▸ WHAT YOU HAVE TO DO: Reproduce the entire listing below word for word, leaving out the pictures.

Entries drawn from a collection:
◆ ◆ ◆

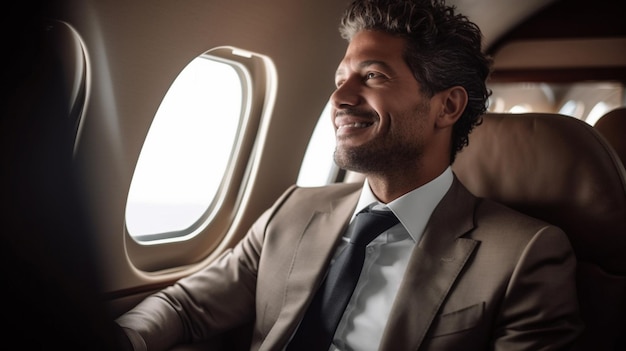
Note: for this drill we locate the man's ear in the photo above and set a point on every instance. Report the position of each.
(453, 102)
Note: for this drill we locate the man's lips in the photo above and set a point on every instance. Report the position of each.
(354, 119)
(354, 125)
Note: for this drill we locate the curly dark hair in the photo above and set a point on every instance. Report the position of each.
(444, 49)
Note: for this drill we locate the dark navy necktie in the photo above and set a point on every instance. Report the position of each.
(318, 326)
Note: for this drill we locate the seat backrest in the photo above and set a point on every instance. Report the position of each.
(612, 126)
(561, 170)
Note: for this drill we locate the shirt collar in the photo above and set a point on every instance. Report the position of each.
(414, 208)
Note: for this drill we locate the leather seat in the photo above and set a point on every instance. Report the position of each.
(612, 126)
(561, 170)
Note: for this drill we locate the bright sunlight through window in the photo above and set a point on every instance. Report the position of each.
(318, 165)
(186, 151)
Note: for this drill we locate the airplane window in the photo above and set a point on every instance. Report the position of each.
(573, 108)
(570, 99)
(186, 151)
(596, 112)
(318, 167)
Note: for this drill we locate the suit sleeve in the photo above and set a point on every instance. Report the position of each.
(213, 300)
(540, 308)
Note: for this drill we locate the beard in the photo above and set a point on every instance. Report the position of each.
(388, 154)
(380, 156)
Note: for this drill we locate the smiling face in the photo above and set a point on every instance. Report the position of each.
(382, 120)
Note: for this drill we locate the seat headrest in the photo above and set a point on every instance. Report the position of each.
(612, 126)
(555, 168)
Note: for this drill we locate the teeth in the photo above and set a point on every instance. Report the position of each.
(356, 125)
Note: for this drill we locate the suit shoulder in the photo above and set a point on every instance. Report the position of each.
(490, 213)
(326, 192)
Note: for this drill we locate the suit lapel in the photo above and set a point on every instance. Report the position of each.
(314, 251)
(433, 267)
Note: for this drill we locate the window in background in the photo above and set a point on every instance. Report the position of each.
(587, 101)
(318, 167)
(187, 150)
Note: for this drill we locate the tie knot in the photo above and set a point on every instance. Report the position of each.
(369, 224)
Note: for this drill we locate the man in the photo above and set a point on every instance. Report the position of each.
(456, 272)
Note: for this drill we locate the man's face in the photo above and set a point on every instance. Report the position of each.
(380, 116)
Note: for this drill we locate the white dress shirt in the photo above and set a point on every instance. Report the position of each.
(363, 322)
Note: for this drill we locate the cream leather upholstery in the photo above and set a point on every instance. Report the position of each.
(561, 170)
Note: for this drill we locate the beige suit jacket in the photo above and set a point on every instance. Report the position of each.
(483, 277)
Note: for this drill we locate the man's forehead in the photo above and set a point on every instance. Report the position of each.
(369, 48)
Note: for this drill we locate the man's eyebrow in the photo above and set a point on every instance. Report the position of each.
(366, 64)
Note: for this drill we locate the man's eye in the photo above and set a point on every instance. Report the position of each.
(371, 75)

◆ ◆ ◆

▸ REPLY:
Note: for this drill we locate the man's ear in the photo above and set a point on every instance. Report the position of each.
(453, 102)
Note: for this drill we locate the man's lips in the photo above and set a point on every instance. Report the position of each.
(354, 119)
(354, 125)
Note: for this drill we locate the curly dark hair in the photo above and set a point on every instance. Report the position of each.
(444, 49)
Note: for this drill we locate the dark navy necktie in the photo above and set a point on every instance. Report the position of each.
(318, 326)
Note: for this drill we locate the seat backrest in the photo above and set a point on every instance. Report the position of each.
(612, 126)
(561, 170)
Note: for this drill we locate the shirt collar in the photo above and set a point on every instance. Report the position of each.
(414, 208)
Note: for this drill we locate the leather seat in the photo above and set a point on every instance. Report the position of each.
(612, 126)
(561, 170)
Note: for this drill we locate the bright sunlight through window in the photo above and set a point on every instance. Report the position of each.
(318, 165)
(186, 151)
Note: for this drill we locate the airplane window in the photo above and set a point on every instance. Report the position of each.
(573, 108)
(570, 99)
(186, 151)
(596, 112)
(318, 167)
Note: for this drill we locate the suit sleeve in the photo above and set a point on every instance. Report the position of each.
(213, 300)
(540, 308)
Note: for this drill we locate the beard in the photo above and set a point on every instance. Report the position of each.
(388, 154)
(380, 156)
Note: for this drill we locate the smiling face in the photo above and set a point on every instance. Report the position of each.
(382, 120)
Note: for this drill we locate the seat headrest in the photo above and set a point on every instance. Report the position of each.
(612, 126)
(555, 168)
Note: for this drill we locate the teeth in the photo above and set a point on every instance. Report the position of each.
(356, 125)
Note: for this drill we locate the suit shoulder in the photo above and set a point on every instance. Report the position of each.
(490, 213)
(326, 192)
Note: for this drill we locate the suit lapel in the photo above and set a point on every instance. Report the position of each.
(314, 251)
(433, 267)
Note: for this drill we locate the window in background in the photo above and set a point on every instance. Report the position of each.
(587, 101)
(318, 167)
(187, 150)
Note: for this drill we locate the tie knot in the photo above and set a point on every instance. Report the position of each.
(369, 224)
Note: for this drill we locate the man in the photo above and set a point on every instance. Report the position of each.
(456, 272)
Note: for this drill we locate the man's face in the photo above and set a point on every instance. Report the position of each.
(380, 116)
Note: for this drill we locate the white dress shirt in the photo above and set a point on every instance. Report the position of each.
(363, 322)
Note: for this drill we locate the cream leather upholstery in the photo above and set a point on every instance. Report the position of each.
(561, 170)
Note: for this drill we locate the beige suit jacket in the photo above and set a point on every instance. Report the position of each.
(483, 277)
Note: for this drill we locate the man's forehead in the photo above and set a point on every instance. Report the position of each.
(369, 48)
Note: for this drill we locate the man's eyebrow in the photo above and set a point on every instance. Report the position of each.
(366, 64)
Note: for this drill we locate the man's eye in the photo above and set a point on every instance. Report the position of each.
(371, 75)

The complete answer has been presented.